### EXTRACTED TEXT
1) The golden ratio form is not "too much" for me. It is rather too low, like playing kindergarten lego.
2) Something "more" complicated is not "obviously too much" for me. Understanding musical structures, however sophisticated might them be, is fairly easy for anyone who has the tools. I do have the tools. But that's not the point here.
3) The reasons why many Western pieces are poured into multiples of eight measures recipients is worth a discussion.
4) I never said and I do not feel that Sonata form is rubbish. Yet sonata form doesn't say anything about the quality of a piece written in that form. I was only questioning WHAT diagrams would assure to a piece of music.
5) Same about fugue, and any other form.
6) You seem to imply that "a simple C maj chord which sounds OH SO GOOD!" is my level of understanding music. That was a very low blow, even for a PhD.
7) I have no problems with any technique composers might use, that's their own business. However, I have the right to question WHAT would make their approach important for others. WHAT would make fibonacci series useful for writing successful music?
8 ) I never said that that procedure is "too intellectual". On the contrary - I said that it is highbrowish, which is the surrogate of intellectual.
9) I said I like this particular piece by Bartok, and that me liking it does not have nothing to do with its polygonal look on paper.
10) I am not patronizing anyone. You do. You do patronize me. That's bad. Instead of doing that, try and see how easy is to focus on the points rather than on the person. 
11) My thoughts and ideas are not "rubbish", thank you though.
12) A piece is good if it sounds good to your ears. Now, can you rationally support the relation between: a) you liking the piece, and b) its form? If you can, then do it - I will be the first to acknowledge that there IS a relation between a) and b). 
13) I do not "exhibit absolutism", that is only your own perception. I could easily say that you exhibit highbrowism, and that would be only my own perception of what you do exhibit.
14) Yes you have not heard any of my musical pieces, and (perhaps to your big surprise), that is completely irrelevant to the points made in this discussion.
15) I will stay out of this, or other, discussion when I will want to, and not when YOU want.
16) Thanks for the link http://www.ILOVETODEBATE.com (www.ILOVETODEBATE.com) - I could myself come up with a number of similar links and point them to you. Yet I won't, because I firmly believe that you have the right to post whatever your want, on whatever site you want. However, I will question your right to get personal, tho'. BTW, that link was another low blow, very low, even for a PhD. And here is yet another low blow: _"aeneas: I would suggest that you save everyone the trouble and just copy paste the word "I dissagree" in every post you make."_ nikolas: would you please stop addressing me, and address the points instead? Thank you. If you can't do that, please just skip my posts. Thanks.

### TASKS AND EXERCISES
(a) Answer these questions about the forum post:
(i) According to point 4, what does the writer say they never said about sonata form?
(ii) Whose piece does the writer say they like in point 9?
(iii) In point 8, what does the writer call "highbrowish" the surrogate of?
(b) Return the stretch of the forum post from "5) Same about" through "surrogate of intellectual.", copied word for word.
(c) Please rewrite the point in the forum post that begins "I have no problems with any technique" in a single shorter sentence, keeping its main facts.

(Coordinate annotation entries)
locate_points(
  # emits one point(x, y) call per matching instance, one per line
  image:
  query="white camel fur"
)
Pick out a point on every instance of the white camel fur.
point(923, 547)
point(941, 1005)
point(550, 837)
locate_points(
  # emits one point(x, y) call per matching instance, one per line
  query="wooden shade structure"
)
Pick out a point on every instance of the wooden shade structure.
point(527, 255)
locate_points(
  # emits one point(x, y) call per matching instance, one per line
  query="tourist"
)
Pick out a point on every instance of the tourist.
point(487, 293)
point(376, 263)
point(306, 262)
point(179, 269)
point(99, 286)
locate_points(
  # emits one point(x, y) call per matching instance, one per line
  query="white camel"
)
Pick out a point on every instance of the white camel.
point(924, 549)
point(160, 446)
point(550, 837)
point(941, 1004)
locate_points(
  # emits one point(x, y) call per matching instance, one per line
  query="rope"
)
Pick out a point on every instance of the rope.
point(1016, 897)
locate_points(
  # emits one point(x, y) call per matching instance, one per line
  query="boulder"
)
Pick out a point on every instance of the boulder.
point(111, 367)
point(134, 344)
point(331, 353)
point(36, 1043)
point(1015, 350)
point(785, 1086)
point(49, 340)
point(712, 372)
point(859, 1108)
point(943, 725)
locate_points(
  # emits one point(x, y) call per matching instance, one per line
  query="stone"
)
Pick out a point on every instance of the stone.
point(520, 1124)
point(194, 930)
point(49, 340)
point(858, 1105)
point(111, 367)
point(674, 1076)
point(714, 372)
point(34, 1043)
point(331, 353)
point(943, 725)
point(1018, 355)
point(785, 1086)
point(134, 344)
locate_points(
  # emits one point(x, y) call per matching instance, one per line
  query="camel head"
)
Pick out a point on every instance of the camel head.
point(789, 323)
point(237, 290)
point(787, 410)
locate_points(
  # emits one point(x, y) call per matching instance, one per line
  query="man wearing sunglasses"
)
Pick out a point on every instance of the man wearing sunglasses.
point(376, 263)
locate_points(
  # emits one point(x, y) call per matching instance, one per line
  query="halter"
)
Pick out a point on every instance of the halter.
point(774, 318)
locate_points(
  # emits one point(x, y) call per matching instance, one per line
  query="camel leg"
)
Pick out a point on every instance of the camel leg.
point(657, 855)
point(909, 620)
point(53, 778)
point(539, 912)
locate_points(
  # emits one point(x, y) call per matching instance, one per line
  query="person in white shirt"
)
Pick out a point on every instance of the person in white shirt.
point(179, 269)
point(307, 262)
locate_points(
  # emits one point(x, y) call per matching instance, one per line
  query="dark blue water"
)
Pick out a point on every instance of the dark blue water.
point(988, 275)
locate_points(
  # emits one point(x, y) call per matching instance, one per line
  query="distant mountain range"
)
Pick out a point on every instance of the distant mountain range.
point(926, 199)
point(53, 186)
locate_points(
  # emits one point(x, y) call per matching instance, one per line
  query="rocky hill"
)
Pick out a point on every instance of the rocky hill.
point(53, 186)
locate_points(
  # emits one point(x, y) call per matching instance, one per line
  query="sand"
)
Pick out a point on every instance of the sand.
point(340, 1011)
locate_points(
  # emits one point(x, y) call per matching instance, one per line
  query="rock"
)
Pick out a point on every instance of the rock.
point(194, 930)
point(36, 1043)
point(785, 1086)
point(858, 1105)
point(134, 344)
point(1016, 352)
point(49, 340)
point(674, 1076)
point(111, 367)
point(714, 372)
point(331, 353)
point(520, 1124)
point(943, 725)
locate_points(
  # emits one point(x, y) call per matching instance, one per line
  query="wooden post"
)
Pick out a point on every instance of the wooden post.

### ANSWERS TO THE EXERCISE
(a)
(i) That sonata form is rubbish.
(ii) Bartok's.
(iii) Intellectual.

(b)
5) Same about fugue, and any other form.
6) You seem to imply that "a simple C maj chord which sounds OH SO GOOD!" is my level of understanding music. That was a very low blow, even for a PhD.
7) I have no problems with any technique composers might use, that's their own business. However, I have the right to question WHAT would make their approach important for others. WHAT would make fibonacci series useful for writing successful music?
8 ) I never said that that procedure is "too intellectual". On the contrary - I said that it is highbrowish, which is the surrogate of intellectual.

(c) Composers' techniques are their own business, but I have the right to ask what makes their approach important for others, and what would make the Fibonacci series useful for writing successful music.